La situation sociale et économique


by Ashley Green-Thompson, Afrique du Sud, avril 1998

THEME = VIE SOCIALE

INTRODUCTION

Ce qui se passe dans le pays

48 ans de régime du Parti national (NP) et de politique prônant la ségrégation raciale, pendant lesquels les mouvements de libération rendaient le pays ingouvernable et cherchaient à détruire la base du gouvernement des Blancs, ont coûté cher à l'Afrique du Sud. Le nouveau gouvernement a hérité d'un pays qui connaît une plus grande inégalité dans la distribution des richesses qu'au Brésil, longtemps considéré comme la référence dans les traités d'économie. Les riches sont très riches et les pauvres sont nombreux et dans la misère à cause de dizaines d'années d'abandon.

-- Enregistrements --
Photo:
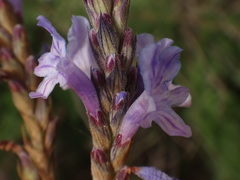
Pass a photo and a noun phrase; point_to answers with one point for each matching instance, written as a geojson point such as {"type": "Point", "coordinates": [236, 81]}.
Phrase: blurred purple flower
{"type": "Point", "coordinates": [69, 66]}
{"type": "Point", "coordinates": [150, 173]}
{"type": "Point", "coordinates": [159, 64]}
{"type": "Point", "coordinates": [17, 6]}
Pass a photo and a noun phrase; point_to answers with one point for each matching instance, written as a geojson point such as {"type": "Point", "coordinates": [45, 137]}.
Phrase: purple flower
{"type": "Point", "coordinates": [69, 66]}
{"type": "Point", "coordinates": [17, 6]}
{"type": "Point", "coordinates": [150, 173]}
{"type": "Point", "coordinates": [159, 64]}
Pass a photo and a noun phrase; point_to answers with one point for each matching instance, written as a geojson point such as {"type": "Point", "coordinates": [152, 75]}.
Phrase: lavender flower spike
{"type": "Point", "coordinates": [63, 63]}
{"type": "Point", "coordinates": [150, 173]}
{"type": "Point", "coordinates": [159, 64]}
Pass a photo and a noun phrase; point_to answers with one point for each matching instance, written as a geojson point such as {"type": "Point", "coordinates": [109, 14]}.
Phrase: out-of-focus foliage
{"type": "Point", "coordinates": [209, 33]}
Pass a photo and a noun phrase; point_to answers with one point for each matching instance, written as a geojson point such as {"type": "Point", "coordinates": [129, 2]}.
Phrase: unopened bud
{"type": "Point", "coordinates": [92, 14]}
{"type": "Point", "coordinates": [123, 174]}
{"type": "Point", "coordinates": [42, 112]}
{"type": "Point", "coordinates": [107, 37]}
{"type": "Point", "coordinates": [119, 152]}
{"type": "Point", "coordinates": [8, 19]}
{"type": "Point", "coordinates": [119, 100]}
{"type": "Point", "coordinates": [128, 49]}
{"type": "Point", "coordinates": [98, 53]}
{"type": "Point", "coordinates": [100, 130]}
{"type": "Point", "coordinates": [100, 166]}
{"type": "Point", "coordinates": [118, 110]}
{"type": "Point", "coordinates": [20, 43]}
{"type": "Point", "coordinates": [50, 135]}
{"type": "Point", "coordinates": [98, 78]}
{"type": "Point", "coordinates": [95, 7]}
{"type": "Point", "coordinates": [132, 82]}
{"type": "Point", "coordinates": [120, 14]}
{"type": "Point", "coordinates": [9, 64]}
{"type": "Point", "coordinates": [5, 40]}
{"type": "Point", "coordinates": [99, 156]}
{"type": "Point", "coordinates": [110, 63]}
{"type": "Point", "coordinates": [116, 77]}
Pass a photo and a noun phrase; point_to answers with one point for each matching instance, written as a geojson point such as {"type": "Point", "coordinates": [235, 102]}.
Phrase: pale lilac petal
{"type": "Point", "coordinates": [167, 64]}
{"type": "Point", "coordinates": [47, 65]}
{"type": "Point", "coordinates": [169, 121]}
{"type": "Point", "coordinates": [78, 48]}
{"type": "Point", "coordinates": [151, 173]}
{"type": "Point", "coordinates": [59, 45]}
{"type": "Point", "coordinates": [187, 102]}
{"type": "Point", "coordinates": [186, 97]}
{"type": "Point", "coordinates": [81, 84]}
{"type": "Point", "coordinates": [145, 66]}
{"type": "Point", "coordinates": [178, 96]}
{"type": "Point", "coordinates": [137, 113]}
{"type": "Point", "coordinates": [17, 5]}
{"type": "Point", "coordinates": [142, 41]}
{"type": "Point", "coordinates": [45, 87]}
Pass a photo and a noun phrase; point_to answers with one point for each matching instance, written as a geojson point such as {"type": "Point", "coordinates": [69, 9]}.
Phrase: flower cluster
{"type": "Point", "coordinates": [71, 66]}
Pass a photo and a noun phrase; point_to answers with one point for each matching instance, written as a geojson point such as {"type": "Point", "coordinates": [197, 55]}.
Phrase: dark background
{"type": "Point", "coordinates": [209, 33]}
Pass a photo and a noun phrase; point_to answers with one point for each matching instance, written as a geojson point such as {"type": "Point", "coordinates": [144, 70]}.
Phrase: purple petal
{"type": "Point", "coordinates": [135, 115]}
{"type": "Point", "coordinates": [47, 65]}
{"type": "Point", "coordinates": [167, 64]}
{"type": "Point", "coordinates": [145, 60]}
{"type": "Point", "coordinates": [169, 121]}
{"type": "Point", "coordinates": [151, 173]}
{"type": "Point", "coordinates": [79, 49]}
{"type": "Point", "coordinates": [187, 102]}
{"type": "Point", "coordinates": [17, 5]}
{"type": "Point", "coordinates": [81, 84]}
{"type": "Point", "coordinates": [178, 96]}
{"type": "Point", "coordinates": [59, 45]}
{"type": "Point", "coordinates": [45, 87]}
{"type": "Point", "coordinates": [142, 41]}
{"type": "Point", "coordinates": [158, 63]}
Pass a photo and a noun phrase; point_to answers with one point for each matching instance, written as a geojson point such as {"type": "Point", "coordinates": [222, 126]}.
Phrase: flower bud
{"type": "Point", "coordinates": [115, 75]}
{"type": "Point", "coordinates": [10, 65]}
{"type": "Point", "coordinates": [100, 130]}
{"type": "Point", "coordinates": [120, 14]}
{"type": "Point", "coordinates": [32, 80]}
{"type": "Point", "coordinates": [128, 49]}
{"type": "Point", "coordinates": [8, 19]}
{"type": "Point", "coordinates": [119, 152]}
{"type": "Point", "coordinates": [5, 40]}
{"type": "Point", "coordinates": [107, 37]}
{"type": "Point", "coordinates": [98, 53]}
{"type": "Point", "coordinates": [20, 44]}
{"type": "Point", "coordinates": [100, 166]}
{"type": "Point", "coordinates": [98, 78]}
{"type": "Point", "coordinates": [118, 110]}
{"type": "Point", "coordinates": [132, 82]}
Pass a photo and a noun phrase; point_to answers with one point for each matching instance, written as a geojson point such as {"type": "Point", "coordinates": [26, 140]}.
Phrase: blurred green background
{"type": "Point", "coordinates": [209, 33]}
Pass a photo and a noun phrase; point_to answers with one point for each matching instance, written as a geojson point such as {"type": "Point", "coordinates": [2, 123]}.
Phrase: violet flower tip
{"type": "Point", "coordinates": [34, 95]}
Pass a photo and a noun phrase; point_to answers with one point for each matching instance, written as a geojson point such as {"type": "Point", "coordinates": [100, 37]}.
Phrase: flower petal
{"type": "Point", "coordinates": [59, 45]}
{"type": "Point", "coordinates": [151, 173]}
{"type": "Point", "coordinates": [47, 65]}
{"type": "Point", "coordinates": [145, 65]}
{"type": "Point", "coordinates": [137, 113]}
{"type": "Point", "coordinates": [169, 121]}
{"type": "Point", "coordinates": [45, 87]}
{"type": "Point", "coordinates": [80, 83]}
{"type": "Point", "coordinates": [78, 48]}
{"type": "Point", "coordinates": [155, 60]}
{"type": "Point", "coordinates": [178, 96]}
{"type": "Point", "coordinates": [17, 5]}
{"type": "Point", "coordinates": [142, 41]}
{"type": "Point", "coordinates": [167, 64]}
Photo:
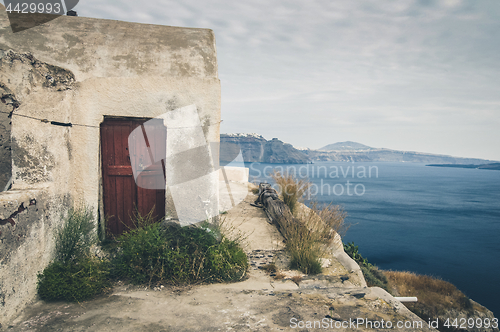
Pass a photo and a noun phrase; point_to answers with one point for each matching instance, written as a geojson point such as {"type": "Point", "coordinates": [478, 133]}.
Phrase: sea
{"type": "Point", "coordinates": [439, 221]}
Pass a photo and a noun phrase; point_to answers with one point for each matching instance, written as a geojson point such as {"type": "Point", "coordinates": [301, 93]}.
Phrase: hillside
{"type": "Point", "coordinates": [256, 148]}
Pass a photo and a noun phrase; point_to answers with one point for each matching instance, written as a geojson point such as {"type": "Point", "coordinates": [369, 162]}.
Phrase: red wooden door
{"type": "Point", "coordinates": [123, 197]}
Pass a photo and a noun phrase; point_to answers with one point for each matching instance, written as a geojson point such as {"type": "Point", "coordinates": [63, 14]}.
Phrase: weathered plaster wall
{"type": "Point", "coordinates": [80, 70]}
{"type": "Point", "coordinates": [106, 48]}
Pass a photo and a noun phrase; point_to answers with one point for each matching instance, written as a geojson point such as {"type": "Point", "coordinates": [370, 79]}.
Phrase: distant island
{"type": "Point", "coordinates": [494, 166]}
{"type": "Point", "coordinates": [256, 148]}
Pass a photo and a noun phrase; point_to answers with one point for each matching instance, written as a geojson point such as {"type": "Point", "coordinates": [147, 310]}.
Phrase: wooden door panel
{"type": "Point", "coordinates": [122, 195]}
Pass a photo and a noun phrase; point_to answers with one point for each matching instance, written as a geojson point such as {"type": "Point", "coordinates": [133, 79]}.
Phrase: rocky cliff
{"type": "Point", "coordinates": [255, 148]}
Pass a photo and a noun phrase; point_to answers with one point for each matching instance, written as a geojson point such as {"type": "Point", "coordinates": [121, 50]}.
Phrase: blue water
{"type": "Point", "coordinates": [442, 222]}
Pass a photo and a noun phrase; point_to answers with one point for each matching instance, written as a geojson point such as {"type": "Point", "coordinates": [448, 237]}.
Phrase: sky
{"type": "Point", "coordinates": [409, 75]}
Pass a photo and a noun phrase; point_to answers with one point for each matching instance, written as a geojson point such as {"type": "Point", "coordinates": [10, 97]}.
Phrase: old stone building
{"type": "Point", "coordinates": [73, 90]}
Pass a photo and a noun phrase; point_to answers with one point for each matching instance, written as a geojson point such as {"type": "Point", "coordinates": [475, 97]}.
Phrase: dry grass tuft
{"type": "Point", "coordinates": [296, 279]}
{"type": "Point", "coordinates": [279, 276]}
{"type": "Point", "coordinates": [310, 231]}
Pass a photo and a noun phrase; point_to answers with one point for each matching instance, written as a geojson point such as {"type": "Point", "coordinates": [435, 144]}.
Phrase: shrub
{"type": "Point", "coordinates": [152, 253]}
{"type": "Point", "coordinates": [291, 190]}
{"type": "Point", "coordinates": [75, 282]}
{"type": "Point", "coordinates": [373, 276]}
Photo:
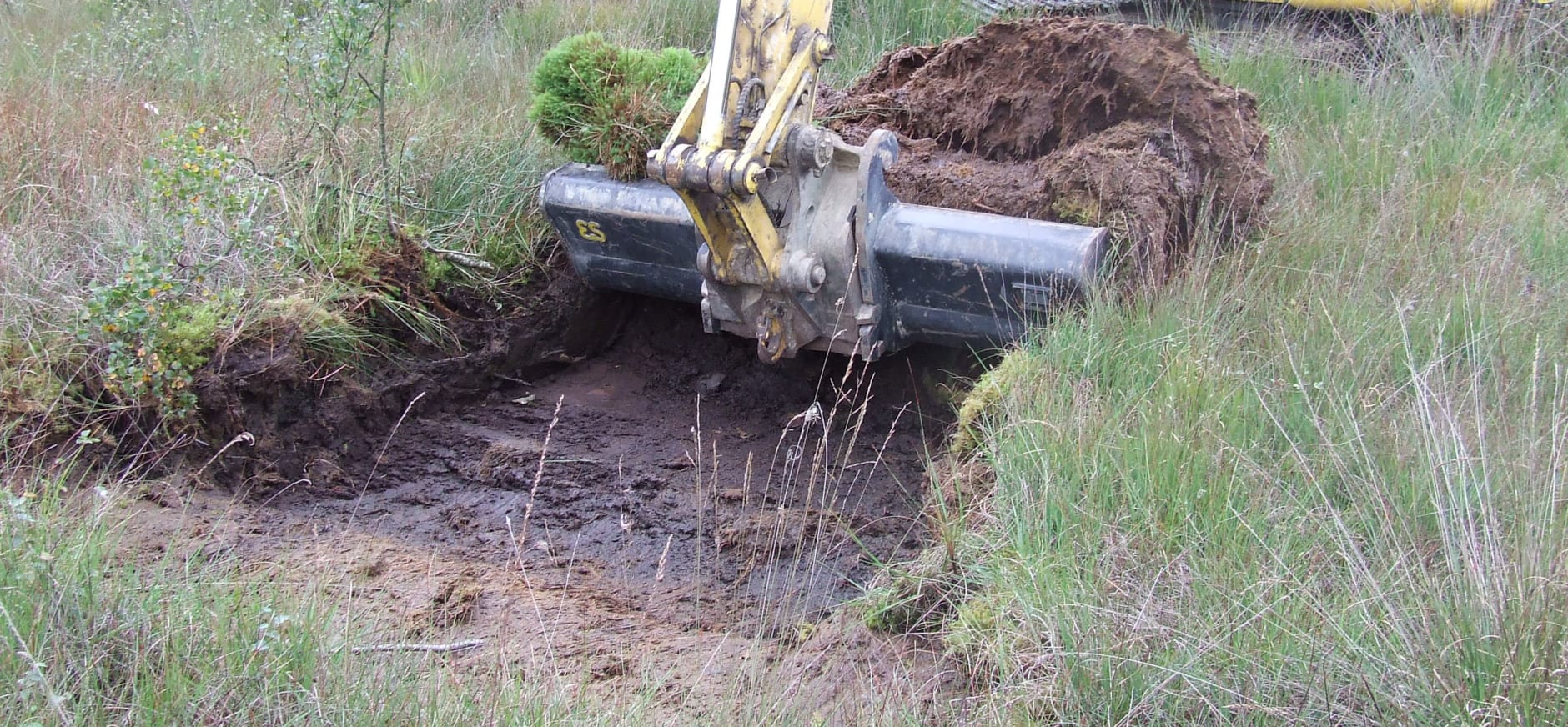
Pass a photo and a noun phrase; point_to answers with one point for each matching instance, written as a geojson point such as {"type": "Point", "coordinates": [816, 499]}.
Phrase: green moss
{"type": "Point", "coordinates": [606, 103]}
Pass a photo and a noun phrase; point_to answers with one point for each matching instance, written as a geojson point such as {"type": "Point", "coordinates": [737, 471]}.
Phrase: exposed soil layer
{"type": "Point", "coordinates": [1071, 119]}
{"type": "Point", "coordinates": [670, 506]}
{"type": "Point", "coordinates": [693, 481]}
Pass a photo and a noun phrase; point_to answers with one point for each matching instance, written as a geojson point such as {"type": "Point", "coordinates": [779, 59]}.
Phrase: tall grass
{"type": "Point", "coordinates": [198, 638]}
{"type": "Point", "coordinates": [1320, 481]}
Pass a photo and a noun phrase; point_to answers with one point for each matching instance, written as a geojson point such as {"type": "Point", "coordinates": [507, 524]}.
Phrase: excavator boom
{"type": "Point", "coordinates": [786, 233]}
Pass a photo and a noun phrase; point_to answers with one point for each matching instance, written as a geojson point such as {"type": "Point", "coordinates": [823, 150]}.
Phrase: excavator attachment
{"type": "Point", "coordinates": [786, 233]}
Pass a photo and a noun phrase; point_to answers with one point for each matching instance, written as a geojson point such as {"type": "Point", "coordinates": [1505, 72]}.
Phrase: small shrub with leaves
{"type": "Point", "coordinates": [206, 185]}
{"type": "Point", "coordinates": [154, 326]}
{"type": "Point", "coordinates": [606, 103]}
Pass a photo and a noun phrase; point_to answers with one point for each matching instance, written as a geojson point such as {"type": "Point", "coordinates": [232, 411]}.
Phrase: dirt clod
{"type": "Point", "coordinates": [1071, 119]}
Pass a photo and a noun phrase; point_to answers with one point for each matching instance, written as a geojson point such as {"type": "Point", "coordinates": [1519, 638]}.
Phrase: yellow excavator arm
{"type": "Point", "coordinates": [786, 233]}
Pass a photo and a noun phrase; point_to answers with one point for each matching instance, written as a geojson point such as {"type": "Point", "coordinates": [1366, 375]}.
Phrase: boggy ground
{"type": "Point", "coordinates": [671, 511]}
{"type": "Point", "coordinates": [668, 511]}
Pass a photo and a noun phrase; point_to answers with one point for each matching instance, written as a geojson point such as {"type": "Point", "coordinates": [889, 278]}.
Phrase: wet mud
{"type": "Point", "coordinates": [666, 509]}
{"type": "Point", "coordinates": [1071, 119]}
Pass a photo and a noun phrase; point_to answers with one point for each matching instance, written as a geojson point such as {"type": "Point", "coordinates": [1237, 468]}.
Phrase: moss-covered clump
{"type": "Point", "coordinates": [609, 105]}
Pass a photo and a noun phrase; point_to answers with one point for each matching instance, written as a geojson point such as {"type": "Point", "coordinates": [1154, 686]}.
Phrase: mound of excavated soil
{"type": "Point", "coordinates": [1078, 121]}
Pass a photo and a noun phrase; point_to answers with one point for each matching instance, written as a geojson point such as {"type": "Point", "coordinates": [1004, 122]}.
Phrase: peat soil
{"type": "Point", "coordinates": [1071, 119]}
{"type": "Point", "coordinates": [668, 511]}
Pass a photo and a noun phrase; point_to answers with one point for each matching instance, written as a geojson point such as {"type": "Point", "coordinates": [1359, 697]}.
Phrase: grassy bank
{"type": "Point", "coordinates": [1320, 481]}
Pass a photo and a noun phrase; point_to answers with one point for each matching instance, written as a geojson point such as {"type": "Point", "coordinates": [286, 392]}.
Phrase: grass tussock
{"type": "Point", "coordinates": [198, 638]}
{"type": "Point", "coordinates": [1320, 481]}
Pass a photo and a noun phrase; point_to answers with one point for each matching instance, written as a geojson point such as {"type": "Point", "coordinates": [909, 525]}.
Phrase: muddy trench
{"type": "Point", "coordinates": [671, 477]}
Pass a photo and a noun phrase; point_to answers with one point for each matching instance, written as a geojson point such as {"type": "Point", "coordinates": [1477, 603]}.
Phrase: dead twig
{"type": "Point", "coordinates": [455, 646]}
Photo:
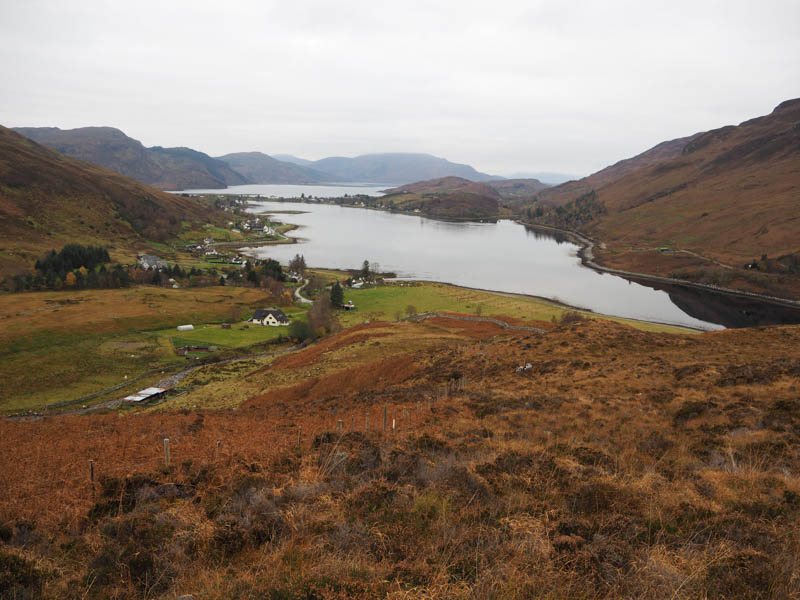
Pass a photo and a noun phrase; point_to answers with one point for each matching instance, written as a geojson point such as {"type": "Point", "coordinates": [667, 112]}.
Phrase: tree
{"type": "Point", "coordinates": [320, 318]}
{"type": "Point", "coordinates": [298, 265]}
{"type": "Point", "coordinates": [273, 269]}
{"type": "Point", "coordinates": [337, 295]}
{"type": "Point", "coordinates": [299, 330]}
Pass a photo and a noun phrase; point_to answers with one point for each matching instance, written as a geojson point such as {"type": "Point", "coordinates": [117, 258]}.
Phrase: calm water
{"type": "Point", "coordinates": [502, 256]}
{"type": "Point", "coordinates": [294, 191]}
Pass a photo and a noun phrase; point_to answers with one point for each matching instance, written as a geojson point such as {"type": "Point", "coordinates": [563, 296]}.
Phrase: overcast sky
{"type": "Point", "coordinates": [504, 86]}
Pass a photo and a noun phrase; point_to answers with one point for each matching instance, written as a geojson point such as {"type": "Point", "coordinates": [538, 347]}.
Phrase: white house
{"type": "Point", "coordinates": [148, 261]}
{"type": "Point", "coordinates": [269, 316]}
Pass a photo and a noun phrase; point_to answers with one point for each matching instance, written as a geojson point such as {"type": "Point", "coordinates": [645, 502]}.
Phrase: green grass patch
{"type": "Point", "coordinates": [240, 334]}
{"type": "Point", "coordinates": [390, 301]}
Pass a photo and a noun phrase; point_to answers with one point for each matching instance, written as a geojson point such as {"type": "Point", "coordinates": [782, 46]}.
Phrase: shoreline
{"type": "Point", "coordinates": [586, 255]}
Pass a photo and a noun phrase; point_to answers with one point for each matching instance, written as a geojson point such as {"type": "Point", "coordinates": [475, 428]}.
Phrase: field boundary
{"type": "Point", "coordinates": [503, 324]}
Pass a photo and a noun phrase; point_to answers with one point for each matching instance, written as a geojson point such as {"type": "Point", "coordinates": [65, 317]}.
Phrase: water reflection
{"type": "Point", "coordinates": [502, 256]}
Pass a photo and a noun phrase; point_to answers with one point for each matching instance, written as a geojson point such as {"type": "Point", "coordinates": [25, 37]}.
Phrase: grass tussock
{"type": "Point", "coordinates": [621, 464]}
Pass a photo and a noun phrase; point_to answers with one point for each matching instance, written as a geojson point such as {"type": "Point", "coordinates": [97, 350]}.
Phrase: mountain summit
{"type": "Point", "coordinates": [163, 168]}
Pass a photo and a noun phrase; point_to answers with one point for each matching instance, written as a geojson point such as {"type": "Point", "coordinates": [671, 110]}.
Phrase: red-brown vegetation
{"type": "Point", "coordinates": [594, 461]}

-- Consignes --
Pour chaque affirmation, dites si elle concorde avec l'extrait sur la situation sociale et économique de l'Afrique du Sud : répondez par oui ou par non et citez textuellement les mots décisifs de l'extrait.
(a) Le régime du Parti national a duré 48 ans.
(b) La distribution des richesses en Afrique du Sud est moins inégale qu'au Brésil.
(c) Les pauvres sont peu nombreux en Afrique du Sud.

-- Corrigé --
(a) Oui : « 48 ans de régime du Parti national (NP) ».
(b) Non : « une plus grande inégalité dans la distribution des richesses qu'au Brésil ».
(c) Non : « les pauvres sont nombreux et dans la misère ».